## PROBLEM 1
For each statement below, decide whether it agrees with the Scrabble essay. Answer yes or no and quote the words from the essay that decide it. (a) The writer is 42 years old. (b) The cafe serves only coffee. (c) BEE and WE together scored 10 points.
## PROBLEM 2
Repeat the Scrabble essay word for word from "But the game" to "and I question it.".

## PROVIDED TEXT
Multi-generational Scrabble at the Board Room Cafe in Halifax by Helen Earley

The Board Room Game Cafe offers a really amazing snack menu, and hearty mugs of tea, coffee, latte etc.

I chuckle because she’s right… but it would never had occurred to me on my own.

Lately, I have been turning to my parents for help: help with the kids, moral support, even money. At 42 years old, I feel ashamed at how unbalanced our relationship has become. I should be supporting them, taking them on holiday, cooking for them, but instead I am still the needy one, phoning up every few weeks in tears, recruiting sponsors for my latest crisis.

I realise that I am enjoying my mother’s company more this afternoon than in many weeks because here, my daughter, my Mum and I are simply friends – a group of three ladies, if you will, getting together for an afternoon game.

But the game itself is poor. Having started with a bang, the best I can offer now is BEE and WE combined for 10 points, and my daughter keeps putting back tiles that she’s not happy with. It’s a terrible strategy and I question it.

## PROVIDED MATERIAL
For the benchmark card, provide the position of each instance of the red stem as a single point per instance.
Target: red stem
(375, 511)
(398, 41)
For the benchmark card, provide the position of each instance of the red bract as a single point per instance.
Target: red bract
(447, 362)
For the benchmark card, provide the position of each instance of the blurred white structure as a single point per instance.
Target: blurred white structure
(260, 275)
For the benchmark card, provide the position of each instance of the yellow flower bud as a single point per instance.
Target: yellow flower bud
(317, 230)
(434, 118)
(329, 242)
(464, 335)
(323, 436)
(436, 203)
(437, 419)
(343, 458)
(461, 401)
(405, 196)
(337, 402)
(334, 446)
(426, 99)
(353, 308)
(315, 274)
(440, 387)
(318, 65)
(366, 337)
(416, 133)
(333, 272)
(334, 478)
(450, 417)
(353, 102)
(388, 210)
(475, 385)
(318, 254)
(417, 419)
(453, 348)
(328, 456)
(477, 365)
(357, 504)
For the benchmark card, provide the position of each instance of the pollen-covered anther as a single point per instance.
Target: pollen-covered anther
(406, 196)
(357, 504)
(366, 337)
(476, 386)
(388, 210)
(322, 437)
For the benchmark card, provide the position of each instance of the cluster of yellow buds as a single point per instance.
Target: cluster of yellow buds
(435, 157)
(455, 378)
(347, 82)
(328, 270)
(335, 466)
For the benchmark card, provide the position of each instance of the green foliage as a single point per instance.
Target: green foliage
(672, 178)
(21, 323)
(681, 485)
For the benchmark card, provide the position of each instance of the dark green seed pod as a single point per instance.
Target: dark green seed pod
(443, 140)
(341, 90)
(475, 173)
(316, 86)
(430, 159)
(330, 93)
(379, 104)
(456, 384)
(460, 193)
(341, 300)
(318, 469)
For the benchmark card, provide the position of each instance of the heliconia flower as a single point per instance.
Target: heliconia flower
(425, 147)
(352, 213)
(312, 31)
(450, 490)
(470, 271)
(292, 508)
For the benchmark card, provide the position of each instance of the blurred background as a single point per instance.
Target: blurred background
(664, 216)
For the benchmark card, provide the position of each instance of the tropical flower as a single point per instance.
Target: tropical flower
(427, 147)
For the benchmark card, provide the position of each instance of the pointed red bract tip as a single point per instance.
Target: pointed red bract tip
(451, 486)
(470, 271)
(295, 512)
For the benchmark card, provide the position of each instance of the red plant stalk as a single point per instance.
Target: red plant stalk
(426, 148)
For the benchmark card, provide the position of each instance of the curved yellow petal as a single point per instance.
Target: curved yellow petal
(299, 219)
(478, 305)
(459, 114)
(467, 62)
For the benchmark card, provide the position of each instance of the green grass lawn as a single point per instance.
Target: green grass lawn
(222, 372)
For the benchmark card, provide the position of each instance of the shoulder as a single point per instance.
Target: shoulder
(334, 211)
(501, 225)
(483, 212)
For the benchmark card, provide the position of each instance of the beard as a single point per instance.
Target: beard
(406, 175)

## YOUR RESPONSE 1
(a) Yes: "At 42 years old"
(b) No: "hearty mugs of tea, coffee, latte etc."
(c) Yes: "BEE and WE combined for 10 points"

## YOUR RESPONSE 2
But the game itself is poor. Having started with a bang, the best I can offer now is BEE and WE combined for 10 points, and my daughter keeps putting back tiles that she’s not happy with. It’s a terrible strategy and I question it.